TRECHO DO DOCUMENTO:
......

Edicléa conta, ainda, que a comunidade já tentou negociar com a prefeitura, mas até o momento nada foi feito. “Tivemos reunião com a Secretaria de Educação e uma audiência no Ministério Público. Ficou decidido que íamos achar um imóvel para ser a nova escola. Depois disso, a população encontrou algumas casas para alugar e fazer uma escola com nove salas de aula. A prefeitura disse que queria uma das casas, mas aí demorou, o dono desistiu de alugar e nada foi feito”, afirma.
A situação no bairro se agravou depois que o Conjunto Residencial Governador Miguel Arraes começou a ser entregue à população, em 2016. Segundo a Secretaria de Infraestrutura e Habitação do Recife, 223 famílias já receberam moradias no local.
Apesar do crescimento populacional do bairro, não houve construção de nenhuma nova escola ou creche no bairro e, segundo os moradores, a disponibilidade de vagas na escola já existente permaneceu a mesma.
Segundo o conselheiro tutelar do bairro, Vado Cruz, o Conselho Tutelar da RPA 3 entrou com um processo na Promotoria de Educação do Ministério Público, em 2016, para que fosse criada uma nova escola na comunidade.
A entidade também pediu que a prefeitura garantisse a frequência desses alunos em escolas particulares do bairro até a nova unidade pública ser implantada. A prefeitura do Recife, no entanto, recorreu e ainda não há decisão definitiva.
Obras abandonadas
Enquanto muitas crianças não conseguem estudar por falta de vagas, o Recife tem várias obras de escolas e creches municipais paradas ou atrasadas. Segundo um levantamento feito pelo G1, pelo menos oito unidades de ensino estão na situação.
“As obras paradas são piores do que se não tivessem começado a construir. É gasto muito mais nesses casos. Porque a obra se degrada e vai ter que ser reavaliada e restaurada, antes de terminar o que falta. São dois gastos”, afirma o conselheiro tutelar Rafael Reis, da RPA 3B, onde há pelo menos três obras de escolas paradas.
Uma das unidades de ensino com obras paradas no Recife fica na 1ª Travessa Siriji, no Alto do Mandú. O prédio era da antiga Escola Estadual França Pereira, que ganhou nova sede ao lado, e o espaço antigo foi cedido ao município para a implantação de uma creche.

......

MATERIAL FORNECIDO:

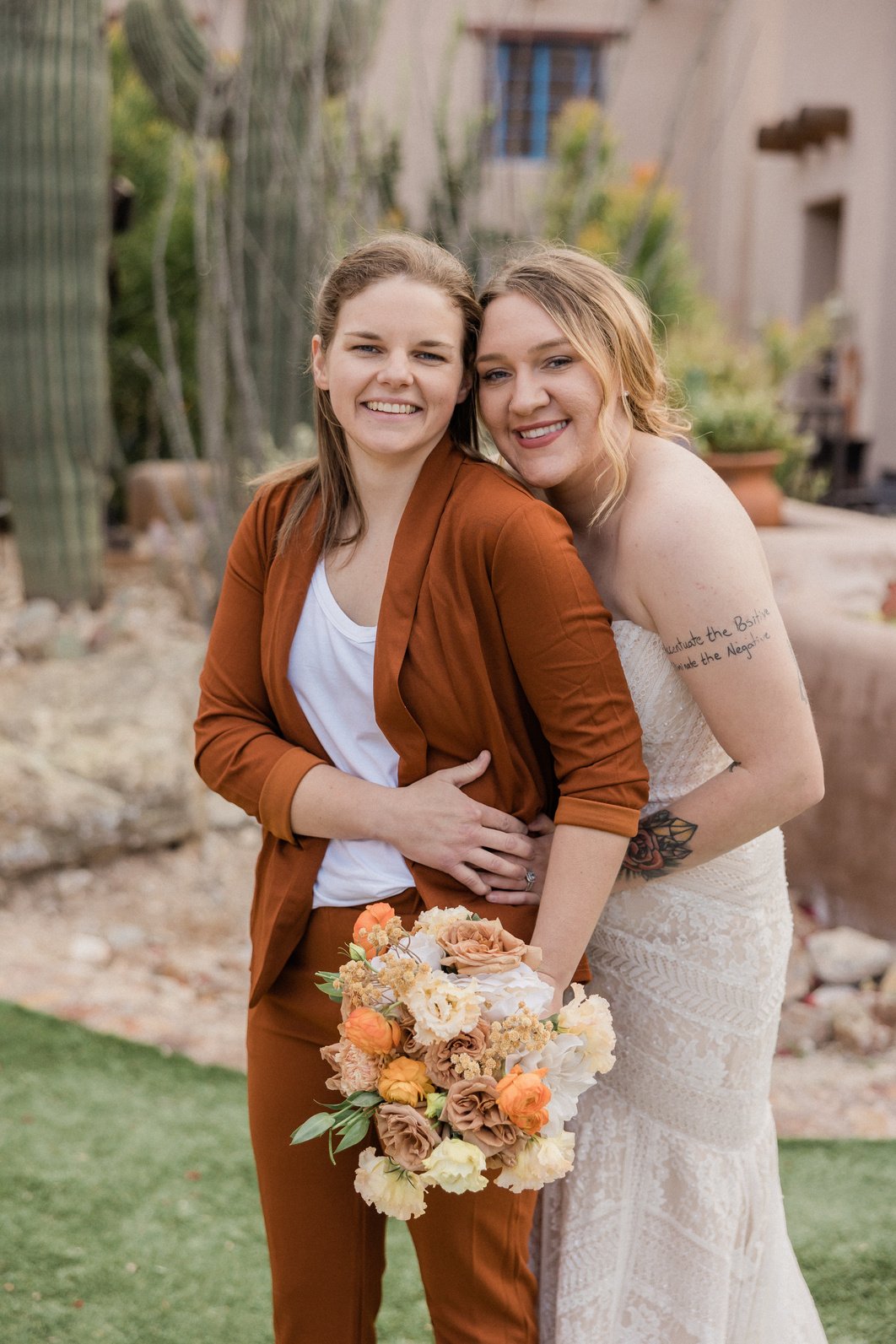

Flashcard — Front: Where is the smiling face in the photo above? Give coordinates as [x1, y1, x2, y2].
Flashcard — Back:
[311, 276, 470, 469]
[476, 293, 618, 490]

......

TAREFA PROPOSTA: Por favor, reproduza fielmente o texto sobre as escolas do Recife de "Segundo o conselheiro" a "estão na situação.".

RESPOSTA DA TAREFA:
Segundo o conselheiro tutelar do bairro, Vado Cruz, o Conselho Tutelar da RPA 3 entrou com um processo na Promotoria de Educação do Ministério Público, em 2016, para que fosse criada uma nova escola na comunidade.
A entidade também pediu que a prefeitura garantisse a frequência desses alunos em escolas particulares do bairro até a nova unidade pública ser implantada. A prefeitura do Recife, no entanto, recorreu e ainda não há decisão definitiva.
Obras abandonadas
Enquanto muitas crianças não conseguem estudar por falta de vagas, o Recife tem várias obras de escolas e creches municipais paradas ou atrasadas. Segundo um levantamento feito pelo G1, pelo menos oito unidades de ensino estão na situação.